== Your objective ==
The line holding "In this exercise you will spot each instance of the beige" and all lines that follow it to the end of the data: return these exactly, and nothing more.

━━━━━ Task material

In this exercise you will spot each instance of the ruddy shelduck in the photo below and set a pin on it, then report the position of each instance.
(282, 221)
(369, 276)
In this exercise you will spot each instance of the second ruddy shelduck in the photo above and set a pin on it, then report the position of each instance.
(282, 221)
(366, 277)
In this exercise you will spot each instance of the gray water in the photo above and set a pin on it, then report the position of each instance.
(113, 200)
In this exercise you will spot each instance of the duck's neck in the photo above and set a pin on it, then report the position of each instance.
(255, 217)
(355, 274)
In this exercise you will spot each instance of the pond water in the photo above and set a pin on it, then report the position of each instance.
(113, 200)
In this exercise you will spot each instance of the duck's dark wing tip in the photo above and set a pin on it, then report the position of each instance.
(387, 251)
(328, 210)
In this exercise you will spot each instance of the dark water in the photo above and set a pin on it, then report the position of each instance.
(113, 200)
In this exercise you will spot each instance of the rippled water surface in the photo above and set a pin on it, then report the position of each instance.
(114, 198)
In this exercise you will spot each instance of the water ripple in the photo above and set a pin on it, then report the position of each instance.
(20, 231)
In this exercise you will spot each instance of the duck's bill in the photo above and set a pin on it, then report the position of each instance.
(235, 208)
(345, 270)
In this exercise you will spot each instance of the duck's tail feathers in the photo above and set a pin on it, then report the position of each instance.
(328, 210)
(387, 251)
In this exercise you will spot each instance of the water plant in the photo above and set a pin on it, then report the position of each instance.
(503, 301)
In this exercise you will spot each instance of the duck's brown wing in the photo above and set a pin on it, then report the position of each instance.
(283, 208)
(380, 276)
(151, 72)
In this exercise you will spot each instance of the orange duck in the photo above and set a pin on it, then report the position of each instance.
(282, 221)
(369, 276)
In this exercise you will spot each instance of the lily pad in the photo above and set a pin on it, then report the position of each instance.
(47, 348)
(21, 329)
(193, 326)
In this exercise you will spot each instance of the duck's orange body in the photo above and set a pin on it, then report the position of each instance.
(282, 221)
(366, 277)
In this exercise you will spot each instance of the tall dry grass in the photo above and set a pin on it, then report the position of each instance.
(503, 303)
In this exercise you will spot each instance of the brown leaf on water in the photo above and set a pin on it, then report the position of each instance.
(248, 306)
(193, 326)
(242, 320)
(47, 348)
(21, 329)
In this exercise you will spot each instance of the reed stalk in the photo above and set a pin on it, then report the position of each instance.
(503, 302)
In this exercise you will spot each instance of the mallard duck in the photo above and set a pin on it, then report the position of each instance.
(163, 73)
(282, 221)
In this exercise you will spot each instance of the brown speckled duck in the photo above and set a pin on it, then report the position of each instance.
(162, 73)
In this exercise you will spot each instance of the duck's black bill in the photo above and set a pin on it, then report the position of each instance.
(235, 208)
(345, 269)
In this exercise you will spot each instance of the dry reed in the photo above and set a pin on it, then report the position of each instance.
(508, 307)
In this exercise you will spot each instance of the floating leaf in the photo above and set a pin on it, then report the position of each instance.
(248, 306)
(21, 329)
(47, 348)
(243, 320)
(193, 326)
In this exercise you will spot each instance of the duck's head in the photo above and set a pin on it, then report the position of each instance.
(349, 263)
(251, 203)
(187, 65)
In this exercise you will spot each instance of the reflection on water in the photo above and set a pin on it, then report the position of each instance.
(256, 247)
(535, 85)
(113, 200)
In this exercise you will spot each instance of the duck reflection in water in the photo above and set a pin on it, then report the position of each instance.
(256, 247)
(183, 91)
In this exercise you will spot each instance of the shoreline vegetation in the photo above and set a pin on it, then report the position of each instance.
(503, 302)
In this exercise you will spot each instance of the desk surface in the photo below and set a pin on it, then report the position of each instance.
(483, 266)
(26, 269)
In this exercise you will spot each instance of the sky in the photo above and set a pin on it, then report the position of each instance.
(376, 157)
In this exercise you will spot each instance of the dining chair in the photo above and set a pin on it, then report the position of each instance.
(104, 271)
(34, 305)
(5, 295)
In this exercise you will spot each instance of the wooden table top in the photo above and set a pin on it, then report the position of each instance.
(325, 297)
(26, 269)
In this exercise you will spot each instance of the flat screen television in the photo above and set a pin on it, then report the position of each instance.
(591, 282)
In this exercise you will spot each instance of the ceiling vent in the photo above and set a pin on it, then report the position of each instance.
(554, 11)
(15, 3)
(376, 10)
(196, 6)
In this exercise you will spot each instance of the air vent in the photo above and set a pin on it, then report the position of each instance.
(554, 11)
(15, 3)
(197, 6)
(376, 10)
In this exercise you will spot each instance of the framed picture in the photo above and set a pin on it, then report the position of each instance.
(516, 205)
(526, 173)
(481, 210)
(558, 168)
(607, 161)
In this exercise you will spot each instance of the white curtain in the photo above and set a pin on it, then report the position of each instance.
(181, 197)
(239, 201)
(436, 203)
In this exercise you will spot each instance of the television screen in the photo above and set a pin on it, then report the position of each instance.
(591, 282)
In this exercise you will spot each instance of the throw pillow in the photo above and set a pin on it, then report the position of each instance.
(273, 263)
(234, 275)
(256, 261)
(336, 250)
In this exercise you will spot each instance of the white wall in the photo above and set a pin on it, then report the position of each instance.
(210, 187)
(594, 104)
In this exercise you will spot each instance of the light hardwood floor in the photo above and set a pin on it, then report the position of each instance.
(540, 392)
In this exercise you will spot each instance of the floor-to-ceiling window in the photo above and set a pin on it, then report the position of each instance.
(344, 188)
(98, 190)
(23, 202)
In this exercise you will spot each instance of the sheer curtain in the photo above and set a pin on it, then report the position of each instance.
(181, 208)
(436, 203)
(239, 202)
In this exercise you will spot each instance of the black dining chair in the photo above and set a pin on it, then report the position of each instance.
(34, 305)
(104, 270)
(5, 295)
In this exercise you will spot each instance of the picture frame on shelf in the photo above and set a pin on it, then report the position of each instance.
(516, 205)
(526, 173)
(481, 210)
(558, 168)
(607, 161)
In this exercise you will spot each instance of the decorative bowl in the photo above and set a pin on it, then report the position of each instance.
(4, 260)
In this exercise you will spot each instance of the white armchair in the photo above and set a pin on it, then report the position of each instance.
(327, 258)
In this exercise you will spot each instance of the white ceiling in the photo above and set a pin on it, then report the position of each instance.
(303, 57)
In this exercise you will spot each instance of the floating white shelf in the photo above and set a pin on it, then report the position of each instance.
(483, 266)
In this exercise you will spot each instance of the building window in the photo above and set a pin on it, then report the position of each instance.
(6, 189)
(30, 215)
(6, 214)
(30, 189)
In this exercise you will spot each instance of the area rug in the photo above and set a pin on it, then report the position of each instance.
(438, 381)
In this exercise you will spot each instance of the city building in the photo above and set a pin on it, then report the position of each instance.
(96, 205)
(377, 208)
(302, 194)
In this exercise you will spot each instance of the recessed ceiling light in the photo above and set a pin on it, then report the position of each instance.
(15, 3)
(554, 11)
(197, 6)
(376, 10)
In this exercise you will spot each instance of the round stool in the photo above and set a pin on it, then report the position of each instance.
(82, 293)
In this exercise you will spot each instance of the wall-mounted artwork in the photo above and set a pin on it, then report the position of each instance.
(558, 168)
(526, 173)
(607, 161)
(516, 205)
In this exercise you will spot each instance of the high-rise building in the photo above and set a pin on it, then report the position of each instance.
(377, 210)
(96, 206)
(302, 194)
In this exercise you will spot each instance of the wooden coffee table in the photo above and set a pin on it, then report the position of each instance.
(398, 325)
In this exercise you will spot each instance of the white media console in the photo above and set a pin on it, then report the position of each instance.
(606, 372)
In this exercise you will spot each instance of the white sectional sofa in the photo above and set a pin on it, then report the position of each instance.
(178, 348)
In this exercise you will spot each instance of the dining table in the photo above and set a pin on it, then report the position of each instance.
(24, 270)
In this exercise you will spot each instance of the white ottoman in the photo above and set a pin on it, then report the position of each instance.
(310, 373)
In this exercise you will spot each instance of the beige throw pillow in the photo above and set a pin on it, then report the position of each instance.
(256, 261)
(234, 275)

━━━━━━━━━━

== Exercise response ==
In this exercise you will spot each instance of the beige throw pillow in the photo above and set a pin on it, then report the position of each instance.
(256, 261)
(234, 275)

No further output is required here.